## Set problem
Resume the blog post about what Star the dog teaches about business development, continuing from its last sentence.

───── Provided passage ─────

Archive for July, 2010
Everything I know about business development I learned from my dog Star
When we adopted Star from the Lab Rescue Foundation, we were required to have her trained. We took this job seriously. First, we hired a private trainer. Then we took her to group training. My husband and I even created a “30-day action plan” — complete with milestones — to ensure the training stuck.
A-year-and-a-half later, Star’s about as obedient as the day we got her. It’s not that she doesn’t know all the basic commands like, “Sit,” “Come,” and “Down.” She just chooses not to listen.
Unless there is something in it for her.
If you have a treat or she wants to go with you for a run, Star is the best listener ever. She’ll sit. She’ll give you “paw.” She’ll even give you “other paw” (yes, Star is ambidextrous). That’s when there is something in it for her. The rest of the time… well, we call it Puppy Selective Listening Syndrome.
Sadly, Puppy Selective Listening Syndrome is highly contagious to humans, and lawyers are among the most susceptible.
When vying for a new client, starting off on a new matter or waiting for an invoice to be paid, there is no better listener than a lawyer. Too often, when the “get” isn’t immediate, their listening skills seem to fade.

───── Listed entries ─────

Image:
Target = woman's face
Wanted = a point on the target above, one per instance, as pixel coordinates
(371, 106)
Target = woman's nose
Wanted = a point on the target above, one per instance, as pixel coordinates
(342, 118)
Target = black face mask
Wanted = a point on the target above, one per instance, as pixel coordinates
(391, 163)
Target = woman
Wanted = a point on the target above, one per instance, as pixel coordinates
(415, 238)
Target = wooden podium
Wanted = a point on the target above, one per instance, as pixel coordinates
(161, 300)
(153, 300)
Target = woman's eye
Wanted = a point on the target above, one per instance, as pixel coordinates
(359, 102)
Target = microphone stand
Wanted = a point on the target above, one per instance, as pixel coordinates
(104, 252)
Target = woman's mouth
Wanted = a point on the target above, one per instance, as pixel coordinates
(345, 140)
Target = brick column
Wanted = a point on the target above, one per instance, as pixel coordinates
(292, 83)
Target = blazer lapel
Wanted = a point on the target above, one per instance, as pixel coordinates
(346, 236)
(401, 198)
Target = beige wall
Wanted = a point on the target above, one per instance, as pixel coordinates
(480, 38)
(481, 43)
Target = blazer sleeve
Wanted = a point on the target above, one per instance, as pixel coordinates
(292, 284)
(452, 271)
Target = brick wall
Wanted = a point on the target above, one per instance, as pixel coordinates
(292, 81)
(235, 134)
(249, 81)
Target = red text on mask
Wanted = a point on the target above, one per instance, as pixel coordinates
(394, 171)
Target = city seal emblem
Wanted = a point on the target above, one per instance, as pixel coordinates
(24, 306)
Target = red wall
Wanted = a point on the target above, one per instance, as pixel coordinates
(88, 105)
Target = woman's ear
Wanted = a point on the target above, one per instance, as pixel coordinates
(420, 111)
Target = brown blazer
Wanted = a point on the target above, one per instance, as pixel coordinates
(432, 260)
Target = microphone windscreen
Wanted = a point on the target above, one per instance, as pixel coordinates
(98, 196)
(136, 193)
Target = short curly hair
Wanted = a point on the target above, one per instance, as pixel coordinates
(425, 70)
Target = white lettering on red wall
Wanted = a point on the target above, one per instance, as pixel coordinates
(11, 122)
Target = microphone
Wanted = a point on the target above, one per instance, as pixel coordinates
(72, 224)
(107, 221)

─────

## Task response
Listening is a basic tenet of good client relationship management. But it can’t be a part-time job.
We’re anticipating, based on past experience, that Star will recover from her listening problems in a couple of years, when she turns four. That’s about the time they get board of us trying to get her to behave.
Can you afford to wait that long? Give your client a call today and ask them how things are going. When you do, make sure you are listening to what they have to say.
Oscar Wilde once said, “You know more than you think you know, just as you know less than you want to know.”
When it comes to law firm marketing, the same can be said about your clients. In some ways you do know more than you think you know, although you may not have harnessed that information to benefit your practice. In other ways, if you haven’t taken the time to understand what makes your client base tick, you may know a lot less.
The more you can understand your clients, the greater the impact you will have on them.
A key to building strong, long-term client relationships, is to understand the trends, drivers and needs that impact client behavior.
Trends: What trends impact your clients’ legal needs? Trends typically fall into four categories: competitive, regulatory, technological, economic.
Drivers: How do your clients measure success? Success for business is often based on key metrics such as financial performance or shareholder value.
Needs: What keeps your clients up at night? Consider the risks they face with their current legal needs, costs considerations, the source of the problem, competitive pressures.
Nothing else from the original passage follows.